(LISTED ENTRIES)
****************************************
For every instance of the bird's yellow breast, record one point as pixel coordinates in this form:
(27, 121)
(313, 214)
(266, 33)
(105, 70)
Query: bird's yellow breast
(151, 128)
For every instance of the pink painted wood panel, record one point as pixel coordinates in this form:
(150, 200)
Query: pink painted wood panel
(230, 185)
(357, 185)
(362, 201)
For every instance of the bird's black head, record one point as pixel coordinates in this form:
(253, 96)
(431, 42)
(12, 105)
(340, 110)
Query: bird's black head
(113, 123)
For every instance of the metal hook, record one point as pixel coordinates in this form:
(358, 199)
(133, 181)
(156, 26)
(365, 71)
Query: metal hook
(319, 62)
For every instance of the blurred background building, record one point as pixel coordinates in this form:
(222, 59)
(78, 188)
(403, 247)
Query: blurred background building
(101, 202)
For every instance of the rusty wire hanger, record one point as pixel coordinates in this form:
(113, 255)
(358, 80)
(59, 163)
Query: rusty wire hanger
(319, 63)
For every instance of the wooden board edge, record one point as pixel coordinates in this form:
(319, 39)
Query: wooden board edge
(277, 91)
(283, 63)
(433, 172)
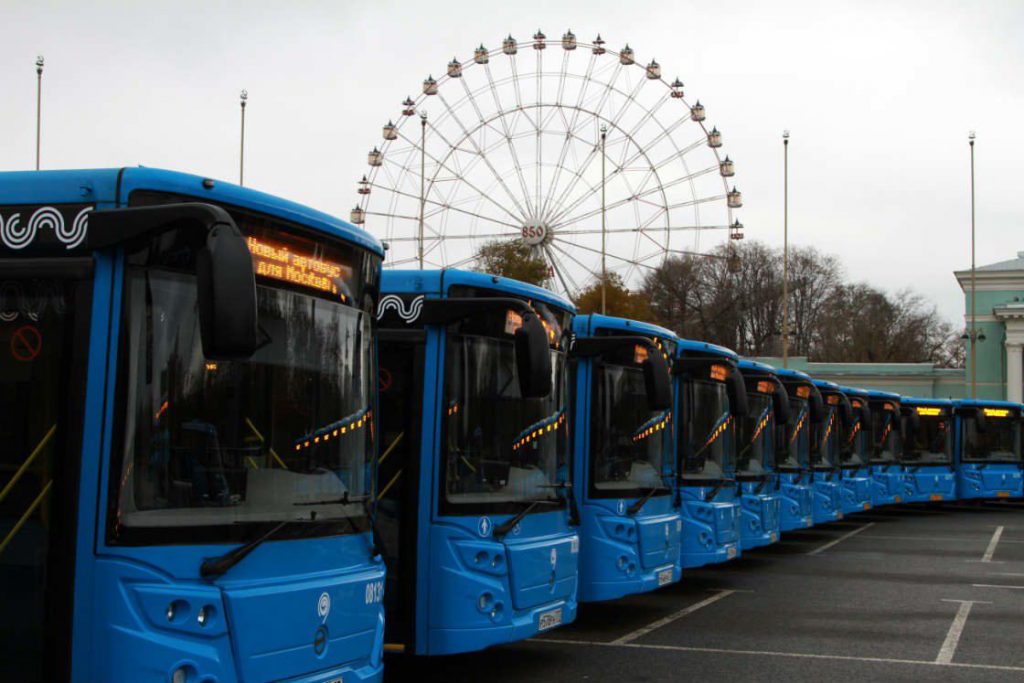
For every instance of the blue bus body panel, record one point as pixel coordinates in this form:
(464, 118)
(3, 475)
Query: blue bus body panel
(136, 608)
(472, 590)
(797, 508)
(620, 554)
(983, 480)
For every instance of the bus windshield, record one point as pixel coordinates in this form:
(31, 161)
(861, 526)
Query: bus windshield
(998, 442)
(216, 451)
(500, 446)
(754, 436)
(629, 440)
(709, 446)
(794, 450)
(932, 442)
(885, 432)
(824, 451)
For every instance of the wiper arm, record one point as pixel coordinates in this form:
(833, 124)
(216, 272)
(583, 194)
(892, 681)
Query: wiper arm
(636, 507)
(502, 529)
(216, 566)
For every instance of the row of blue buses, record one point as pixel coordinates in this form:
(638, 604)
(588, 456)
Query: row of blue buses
(236, 449)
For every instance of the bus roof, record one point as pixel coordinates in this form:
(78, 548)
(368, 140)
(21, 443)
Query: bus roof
(436, 283)
(113, 186)
(591, 323)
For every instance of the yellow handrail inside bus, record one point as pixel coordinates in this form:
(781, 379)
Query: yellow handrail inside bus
(28, 462)
(263, 440)
(25, 517)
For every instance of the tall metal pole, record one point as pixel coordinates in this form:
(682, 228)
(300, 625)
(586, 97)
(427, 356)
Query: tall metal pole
(974, 329)
(242, 148)
(423, 177)
(604, 268)
(39, 105)
(785, 249)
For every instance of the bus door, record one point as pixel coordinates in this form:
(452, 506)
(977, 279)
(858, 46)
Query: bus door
(401, 367)
(44, 342)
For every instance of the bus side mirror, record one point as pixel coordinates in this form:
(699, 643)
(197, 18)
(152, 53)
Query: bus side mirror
(780, 402)
(736, 390)
(656, 381)
(225, 280)
(532, 357)
(226, 296)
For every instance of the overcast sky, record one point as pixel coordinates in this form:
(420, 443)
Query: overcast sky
(879, 97)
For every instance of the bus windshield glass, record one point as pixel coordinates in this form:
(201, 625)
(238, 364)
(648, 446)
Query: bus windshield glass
(709, 445)
(501, 447)
(754, 436)
(794, 452)
(932, 442)
(998, 442)
(218, 451)
(885, 433)
(629, 440)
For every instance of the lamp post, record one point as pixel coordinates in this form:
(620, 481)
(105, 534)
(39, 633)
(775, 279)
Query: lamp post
(604, 268)
(423, 176)
(39, 104)
(785, 248)
(242, 147)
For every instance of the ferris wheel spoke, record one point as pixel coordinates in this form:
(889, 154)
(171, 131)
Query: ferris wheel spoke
(469, 137)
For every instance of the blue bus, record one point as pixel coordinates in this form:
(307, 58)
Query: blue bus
(793, 454)
(711, 396)
(856, 454)
(987, 450)
(475, 516)
(760, 503)
(814, 426)
(176, 504)
(929, 469)
(624, 457)
(887, 444)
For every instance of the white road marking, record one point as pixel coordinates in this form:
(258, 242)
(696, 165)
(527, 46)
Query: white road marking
(653, 626)
(987, 557)
(948, 648)
(843, 538)
(800, 655)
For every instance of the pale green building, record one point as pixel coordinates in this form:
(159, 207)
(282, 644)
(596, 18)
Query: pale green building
(999, 318)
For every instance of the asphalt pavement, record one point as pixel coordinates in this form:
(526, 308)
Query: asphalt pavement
(894, 594)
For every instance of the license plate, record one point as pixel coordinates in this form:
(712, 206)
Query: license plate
(549, 620)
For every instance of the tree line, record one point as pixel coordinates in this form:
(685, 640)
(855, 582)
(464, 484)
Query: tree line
(733, 297)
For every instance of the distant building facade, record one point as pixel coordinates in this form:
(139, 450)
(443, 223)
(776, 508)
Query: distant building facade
(999, 316)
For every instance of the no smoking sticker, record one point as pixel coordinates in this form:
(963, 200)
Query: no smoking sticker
(26, 343)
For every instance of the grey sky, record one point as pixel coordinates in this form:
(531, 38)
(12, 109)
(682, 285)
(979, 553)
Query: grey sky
(879, 97)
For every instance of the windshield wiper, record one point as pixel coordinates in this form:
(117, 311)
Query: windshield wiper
(636, 507)
(216, 566)
(502, 529)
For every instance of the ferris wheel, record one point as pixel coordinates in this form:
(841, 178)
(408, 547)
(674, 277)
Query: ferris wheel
(582, 154)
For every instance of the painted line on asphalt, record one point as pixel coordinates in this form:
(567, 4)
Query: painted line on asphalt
(843, 538)
(948, 648)
(653, 626)
(987, 557)
(799, 655)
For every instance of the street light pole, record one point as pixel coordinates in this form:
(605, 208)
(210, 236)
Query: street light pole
(604, 268)
(785, 248)
(39, 104)
(423, 176)
(242, 147)
(974, 327)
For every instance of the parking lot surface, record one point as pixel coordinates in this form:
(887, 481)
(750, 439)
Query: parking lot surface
(896, 594)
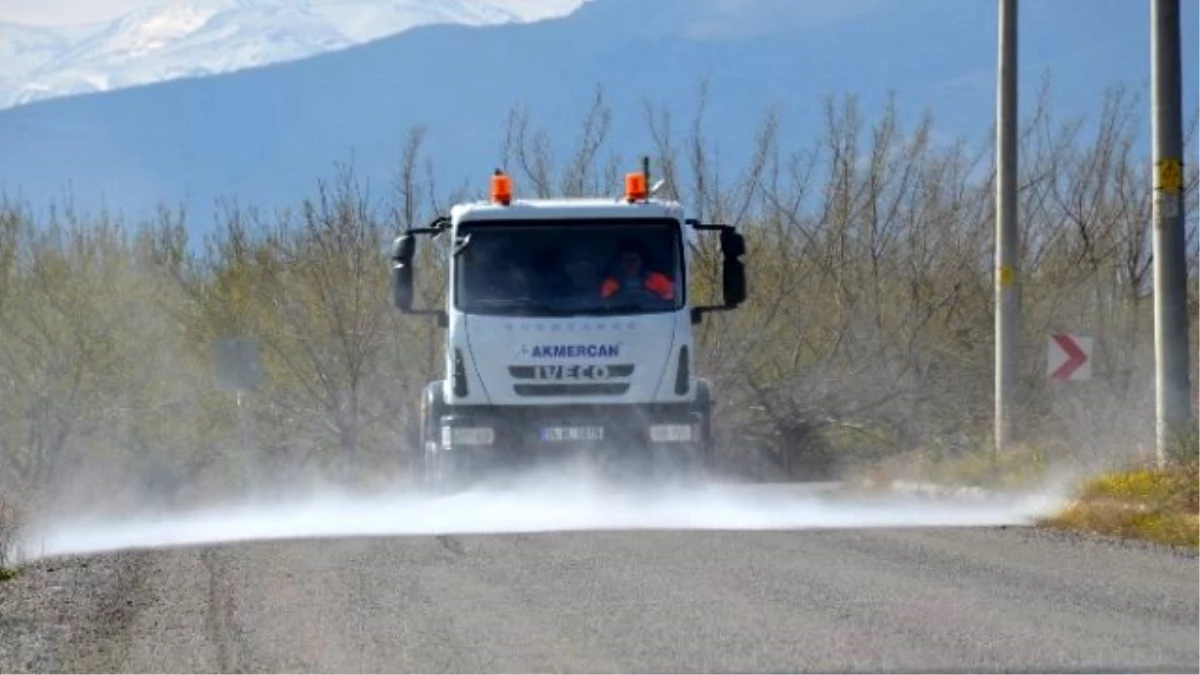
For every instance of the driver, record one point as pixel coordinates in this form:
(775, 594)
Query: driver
(631, 276)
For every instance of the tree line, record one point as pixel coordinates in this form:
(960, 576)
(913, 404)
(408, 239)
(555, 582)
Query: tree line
(868, 330)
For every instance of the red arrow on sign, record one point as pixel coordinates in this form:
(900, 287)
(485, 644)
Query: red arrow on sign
(1075, 357)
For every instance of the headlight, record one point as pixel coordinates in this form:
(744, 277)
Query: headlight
(454, 436)
(671, 432)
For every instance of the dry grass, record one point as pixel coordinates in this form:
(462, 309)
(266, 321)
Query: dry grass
(10, 527)
(973, 467)
(1157, 505)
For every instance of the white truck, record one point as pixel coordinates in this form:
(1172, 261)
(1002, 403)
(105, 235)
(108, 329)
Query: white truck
(569, 329)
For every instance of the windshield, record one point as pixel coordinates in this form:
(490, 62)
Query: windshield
(556, 268)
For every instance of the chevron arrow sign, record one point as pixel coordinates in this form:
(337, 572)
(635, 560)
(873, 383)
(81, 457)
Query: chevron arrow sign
(1069, 358)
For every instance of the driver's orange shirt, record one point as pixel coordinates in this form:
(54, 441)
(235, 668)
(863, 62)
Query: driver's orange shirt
(655, 282)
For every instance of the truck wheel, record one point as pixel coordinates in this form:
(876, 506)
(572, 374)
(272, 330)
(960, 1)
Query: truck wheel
(703, 407)
(430, 460)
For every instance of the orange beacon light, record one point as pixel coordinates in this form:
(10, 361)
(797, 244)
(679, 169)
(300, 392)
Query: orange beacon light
(502, 187)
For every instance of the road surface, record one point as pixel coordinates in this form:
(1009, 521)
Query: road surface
(615, 602)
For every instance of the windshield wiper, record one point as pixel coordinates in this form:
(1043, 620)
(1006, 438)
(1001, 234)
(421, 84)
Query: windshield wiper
(514, 304)
(610, 310)
(461, 244)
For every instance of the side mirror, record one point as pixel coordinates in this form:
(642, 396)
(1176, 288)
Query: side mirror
(733, 282)
(401, 278)
(733, 244)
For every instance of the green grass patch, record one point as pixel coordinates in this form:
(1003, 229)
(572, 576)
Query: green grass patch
(1156, 505)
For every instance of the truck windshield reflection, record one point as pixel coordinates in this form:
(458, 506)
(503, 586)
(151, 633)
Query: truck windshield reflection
(569, 269)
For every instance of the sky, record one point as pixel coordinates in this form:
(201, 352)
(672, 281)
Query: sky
(63, 12)
(67, 12)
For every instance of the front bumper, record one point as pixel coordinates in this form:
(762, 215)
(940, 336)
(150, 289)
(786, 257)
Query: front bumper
(519, 431)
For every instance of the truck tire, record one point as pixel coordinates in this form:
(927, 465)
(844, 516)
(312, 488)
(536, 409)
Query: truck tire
(427, 458)
(703, 407)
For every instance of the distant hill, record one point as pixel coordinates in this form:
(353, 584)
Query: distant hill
(163, 40)
(265, 135)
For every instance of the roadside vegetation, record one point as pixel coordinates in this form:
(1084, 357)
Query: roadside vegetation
(1157, 503)
(867, 338)
(10, 531)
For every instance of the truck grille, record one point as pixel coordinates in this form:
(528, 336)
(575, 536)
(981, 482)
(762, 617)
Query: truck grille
(555, 380)
(589, 389)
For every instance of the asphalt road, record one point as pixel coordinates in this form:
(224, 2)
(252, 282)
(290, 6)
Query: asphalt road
(618, 602)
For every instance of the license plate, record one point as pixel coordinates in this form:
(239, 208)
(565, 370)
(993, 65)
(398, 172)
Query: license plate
(568, 434)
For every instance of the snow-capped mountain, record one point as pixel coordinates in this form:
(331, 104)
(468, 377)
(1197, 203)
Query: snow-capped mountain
(166, 40)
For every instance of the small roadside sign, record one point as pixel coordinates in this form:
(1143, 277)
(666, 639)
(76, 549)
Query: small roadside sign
(238, 364)
(1069, 357)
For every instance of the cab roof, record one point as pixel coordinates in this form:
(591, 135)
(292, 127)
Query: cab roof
(567, 209)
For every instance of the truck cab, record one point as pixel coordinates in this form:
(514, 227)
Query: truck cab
(569, 329)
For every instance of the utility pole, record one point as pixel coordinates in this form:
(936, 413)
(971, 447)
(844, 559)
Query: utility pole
(1006, 225)
(1173, 381)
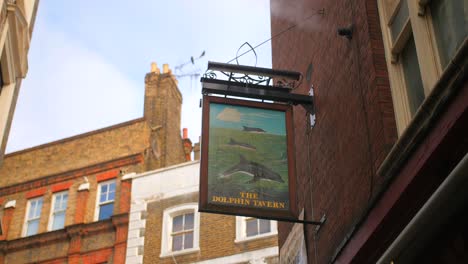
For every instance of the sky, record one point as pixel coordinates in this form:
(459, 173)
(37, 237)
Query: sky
(88, 60)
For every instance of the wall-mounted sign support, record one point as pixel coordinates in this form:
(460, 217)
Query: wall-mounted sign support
(247, 152)
(255, 82)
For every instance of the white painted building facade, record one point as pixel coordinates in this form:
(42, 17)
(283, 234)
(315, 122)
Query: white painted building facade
(166, 227)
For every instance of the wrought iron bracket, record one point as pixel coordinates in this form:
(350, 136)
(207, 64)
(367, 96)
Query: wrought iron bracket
(256, 83)
(318, 224)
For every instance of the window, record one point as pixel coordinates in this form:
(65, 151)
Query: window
(182, 231)
(449, 19)
(59, 207)
(180, 234)
(420, 39)
(33, 216)
(105, 200)
(414, 86)
(248, 228)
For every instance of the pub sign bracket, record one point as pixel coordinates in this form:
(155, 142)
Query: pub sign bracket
(255, 82)
(247, 164)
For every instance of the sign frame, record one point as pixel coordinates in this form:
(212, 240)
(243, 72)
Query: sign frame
(265, 213)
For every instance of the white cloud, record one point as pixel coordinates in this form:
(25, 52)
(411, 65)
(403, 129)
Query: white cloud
(69, 90)
(229, 115)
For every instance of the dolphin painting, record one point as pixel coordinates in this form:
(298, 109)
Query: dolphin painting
(253, 129)
(257, 170)
(234, 143)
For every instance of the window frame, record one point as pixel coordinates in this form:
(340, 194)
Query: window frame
(166, 237)
(419, 25)
(52, 212)
(241, 230)
(98, 202)
(26, 217)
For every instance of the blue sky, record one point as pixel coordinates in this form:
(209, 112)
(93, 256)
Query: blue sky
(88, 60)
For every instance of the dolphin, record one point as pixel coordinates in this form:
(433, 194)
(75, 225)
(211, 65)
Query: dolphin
(257, 170)
(234, 143)
(253, 129)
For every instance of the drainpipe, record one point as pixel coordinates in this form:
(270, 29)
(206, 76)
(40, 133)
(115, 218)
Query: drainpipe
(444, 202)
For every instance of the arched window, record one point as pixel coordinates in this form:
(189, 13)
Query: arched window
(181, 229)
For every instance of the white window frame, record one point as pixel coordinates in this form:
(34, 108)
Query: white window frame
(98, 195)
(241, 230)
(52, 212)
(26, 217)
(166, 239)
(420, 26)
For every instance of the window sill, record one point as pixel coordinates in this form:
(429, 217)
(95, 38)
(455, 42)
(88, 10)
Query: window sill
(253, 238)
(178, 253)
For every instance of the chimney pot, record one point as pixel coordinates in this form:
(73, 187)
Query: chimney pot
(166, 68)
(154, 67)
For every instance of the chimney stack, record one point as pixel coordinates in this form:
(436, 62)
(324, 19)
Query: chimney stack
(187, 145)
(154, 68)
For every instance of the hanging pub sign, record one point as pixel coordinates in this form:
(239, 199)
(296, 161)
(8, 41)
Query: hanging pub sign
(247, 159)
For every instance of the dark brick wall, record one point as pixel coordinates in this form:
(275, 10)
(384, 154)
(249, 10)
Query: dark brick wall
(355, 126)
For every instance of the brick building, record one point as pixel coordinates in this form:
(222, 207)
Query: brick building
(16, 27)
(386, 159)
(67, 201)
(166, 227)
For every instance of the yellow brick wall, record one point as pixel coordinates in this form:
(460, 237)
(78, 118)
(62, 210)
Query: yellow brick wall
(217, 234)
(36, 254)
(73, 153)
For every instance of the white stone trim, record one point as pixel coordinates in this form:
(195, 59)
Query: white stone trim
(256, 256)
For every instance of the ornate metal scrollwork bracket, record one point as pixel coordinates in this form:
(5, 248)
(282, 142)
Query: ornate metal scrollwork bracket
(255, 82)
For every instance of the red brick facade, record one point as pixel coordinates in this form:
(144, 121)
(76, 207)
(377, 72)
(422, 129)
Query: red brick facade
(337, 159)
(351, 166)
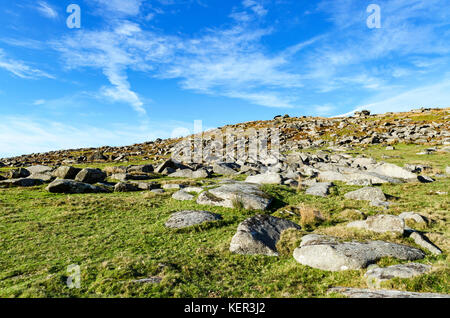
****************************************
(SET PROBLEM)
List every line of the records that contains the string "driver", treating uppercase and lowercase letters as different.

(THE OUTPUT)
For every instance of the driver, record one point as pixel coordinates in this form:
Query: driver
For every instance of the driver's orange shirt, record one point as pixel coordinates in this form:
Query: driver's orange shirt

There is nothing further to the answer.